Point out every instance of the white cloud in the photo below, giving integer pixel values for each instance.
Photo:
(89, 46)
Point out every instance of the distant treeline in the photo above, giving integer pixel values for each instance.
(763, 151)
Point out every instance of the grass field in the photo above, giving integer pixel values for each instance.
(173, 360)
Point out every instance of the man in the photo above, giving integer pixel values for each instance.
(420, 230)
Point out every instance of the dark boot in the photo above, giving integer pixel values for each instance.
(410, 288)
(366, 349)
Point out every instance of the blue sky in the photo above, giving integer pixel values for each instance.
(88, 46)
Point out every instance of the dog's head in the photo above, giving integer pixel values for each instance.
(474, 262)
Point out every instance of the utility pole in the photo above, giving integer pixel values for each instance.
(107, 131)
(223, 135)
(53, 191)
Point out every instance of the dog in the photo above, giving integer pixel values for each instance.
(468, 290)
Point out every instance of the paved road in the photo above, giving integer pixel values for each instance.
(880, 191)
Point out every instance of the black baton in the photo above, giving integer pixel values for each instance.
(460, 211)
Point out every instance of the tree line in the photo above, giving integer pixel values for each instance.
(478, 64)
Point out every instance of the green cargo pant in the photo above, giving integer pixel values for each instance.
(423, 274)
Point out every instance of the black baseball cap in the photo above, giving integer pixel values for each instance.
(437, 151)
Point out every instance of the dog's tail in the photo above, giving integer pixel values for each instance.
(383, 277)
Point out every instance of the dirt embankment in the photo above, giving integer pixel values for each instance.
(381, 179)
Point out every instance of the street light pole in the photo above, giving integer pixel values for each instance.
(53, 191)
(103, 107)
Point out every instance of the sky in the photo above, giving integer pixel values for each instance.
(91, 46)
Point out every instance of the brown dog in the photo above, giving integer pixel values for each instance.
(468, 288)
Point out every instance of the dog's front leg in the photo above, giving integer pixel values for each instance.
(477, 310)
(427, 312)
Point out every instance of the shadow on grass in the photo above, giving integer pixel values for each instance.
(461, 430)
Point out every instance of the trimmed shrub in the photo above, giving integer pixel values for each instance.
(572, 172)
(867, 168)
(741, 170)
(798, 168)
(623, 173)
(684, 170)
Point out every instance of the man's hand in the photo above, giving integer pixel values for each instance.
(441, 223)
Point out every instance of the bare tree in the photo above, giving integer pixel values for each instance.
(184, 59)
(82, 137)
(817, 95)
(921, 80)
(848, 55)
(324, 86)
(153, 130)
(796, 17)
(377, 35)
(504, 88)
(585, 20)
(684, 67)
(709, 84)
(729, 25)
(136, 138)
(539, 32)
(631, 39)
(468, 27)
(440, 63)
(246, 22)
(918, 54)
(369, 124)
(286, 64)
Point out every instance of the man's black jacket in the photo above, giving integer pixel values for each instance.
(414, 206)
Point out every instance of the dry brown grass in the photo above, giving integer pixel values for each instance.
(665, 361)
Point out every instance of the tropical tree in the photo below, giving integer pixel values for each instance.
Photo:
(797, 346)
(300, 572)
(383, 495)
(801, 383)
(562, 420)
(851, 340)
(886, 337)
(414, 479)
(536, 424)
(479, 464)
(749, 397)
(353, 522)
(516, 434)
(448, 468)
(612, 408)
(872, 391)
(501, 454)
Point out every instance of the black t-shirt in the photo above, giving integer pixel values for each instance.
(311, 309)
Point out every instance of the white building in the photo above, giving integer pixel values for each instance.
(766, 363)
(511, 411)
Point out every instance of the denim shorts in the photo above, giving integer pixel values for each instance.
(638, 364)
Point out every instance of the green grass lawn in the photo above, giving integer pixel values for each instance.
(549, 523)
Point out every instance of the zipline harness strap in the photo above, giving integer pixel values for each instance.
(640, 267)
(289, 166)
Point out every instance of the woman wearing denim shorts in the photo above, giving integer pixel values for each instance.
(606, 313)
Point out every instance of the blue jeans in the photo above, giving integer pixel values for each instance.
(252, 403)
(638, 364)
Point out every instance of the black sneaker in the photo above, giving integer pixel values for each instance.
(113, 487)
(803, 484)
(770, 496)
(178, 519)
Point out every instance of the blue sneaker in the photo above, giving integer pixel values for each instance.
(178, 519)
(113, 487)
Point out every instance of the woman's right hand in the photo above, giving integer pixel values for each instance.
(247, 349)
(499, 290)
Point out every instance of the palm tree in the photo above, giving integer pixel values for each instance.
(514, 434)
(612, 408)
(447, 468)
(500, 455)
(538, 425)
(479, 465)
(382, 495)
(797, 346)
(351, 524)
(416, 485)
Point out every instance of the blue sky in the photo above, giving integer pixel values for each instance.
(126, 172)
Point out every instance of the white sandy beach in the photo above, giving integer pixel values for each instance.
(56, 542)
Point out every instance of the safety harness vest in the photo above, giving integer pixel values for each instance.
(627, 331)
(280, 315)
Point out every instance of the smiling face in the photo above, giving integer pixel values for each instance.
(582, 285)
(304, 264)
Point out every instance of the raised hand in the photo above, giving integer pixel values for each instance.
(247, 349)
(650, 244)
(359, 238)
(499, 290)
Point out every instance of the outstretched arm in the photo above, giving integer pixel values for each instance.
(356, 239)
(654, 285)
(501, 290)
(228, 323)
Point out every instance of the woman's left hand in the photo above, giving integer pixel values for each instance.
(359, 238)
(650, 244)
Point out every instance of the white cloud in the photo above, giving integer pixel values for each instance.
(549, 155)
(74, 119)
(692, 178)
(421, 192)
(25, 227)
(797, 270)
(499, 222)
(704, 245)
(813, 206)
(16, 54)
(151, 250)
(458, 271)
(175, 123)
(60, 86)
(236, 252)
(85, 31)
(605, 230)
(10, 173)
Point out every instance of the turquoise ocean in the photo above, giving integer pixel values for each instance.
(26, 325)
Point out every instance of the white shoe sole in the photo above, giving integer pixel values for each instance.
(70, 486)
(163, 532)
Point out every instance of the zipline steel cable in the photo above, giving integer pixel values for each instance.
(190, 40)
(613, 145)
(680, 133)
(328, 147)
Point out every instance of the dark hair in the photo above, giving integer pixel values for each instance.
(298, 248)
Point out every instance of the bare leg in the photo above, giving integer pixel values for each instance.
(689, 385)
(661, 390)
==
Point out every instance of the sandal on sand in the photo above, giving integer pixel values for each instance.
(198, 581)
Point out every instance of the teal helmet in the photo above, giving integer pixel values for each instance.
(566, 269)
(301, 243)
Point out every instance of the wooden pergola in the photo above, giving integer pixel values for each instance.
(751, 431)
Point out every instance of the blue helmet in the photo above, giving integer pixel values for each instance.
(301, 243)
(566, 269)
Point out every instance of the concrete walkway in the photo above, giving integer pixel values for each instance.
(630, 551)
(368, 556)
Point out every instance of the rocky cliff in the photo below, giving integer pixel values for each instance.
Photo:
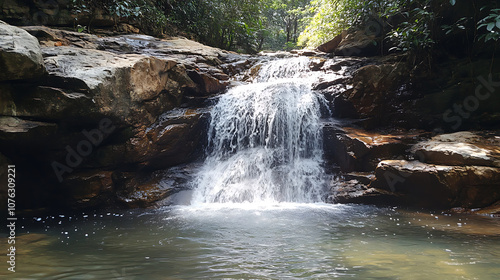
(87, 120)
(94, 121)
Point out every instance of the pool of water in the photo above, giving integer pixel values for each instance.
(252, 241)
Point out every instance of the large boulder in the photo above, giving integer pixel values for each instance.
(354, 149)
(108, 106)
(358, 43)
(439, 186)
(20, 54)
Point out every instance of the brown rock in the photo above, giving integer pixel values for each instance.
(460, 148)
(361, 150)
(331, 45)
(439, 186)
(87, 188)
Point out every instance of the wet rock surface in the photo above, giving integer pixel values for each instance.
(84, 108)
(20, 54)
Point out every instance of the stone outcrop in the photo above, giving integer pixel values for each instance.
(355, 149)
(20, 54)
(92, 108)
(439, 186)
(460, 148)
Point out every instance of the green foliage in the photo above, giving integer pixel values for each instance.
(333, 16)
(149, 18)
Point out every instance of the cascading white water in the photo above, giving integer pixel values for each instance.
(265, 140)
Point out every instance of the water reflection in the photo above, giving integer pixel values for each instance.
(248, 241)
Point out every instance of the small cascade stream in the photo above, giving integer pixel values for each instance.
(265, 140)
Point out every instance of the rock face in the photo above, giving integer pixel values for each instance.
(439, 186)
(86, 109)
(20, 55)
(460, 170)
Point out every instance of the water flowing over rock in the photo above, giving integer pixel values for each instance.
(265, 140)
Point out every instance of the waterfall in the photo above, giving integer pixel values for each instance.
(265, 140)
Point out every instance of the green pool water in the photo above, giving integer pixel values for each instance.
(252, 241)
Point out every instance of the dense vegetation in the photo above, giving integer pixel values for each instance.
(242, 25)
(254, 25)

PROBLEM TO SOLVE
From the rows above, extract each one that contains the word "cloud".

TASK RESULT
Point out every instance of the white cloud in the photo below, giving integer pixel values for each instance.
Point out every instance of the white cloud in the photo above, giving integer pixel values for each instance.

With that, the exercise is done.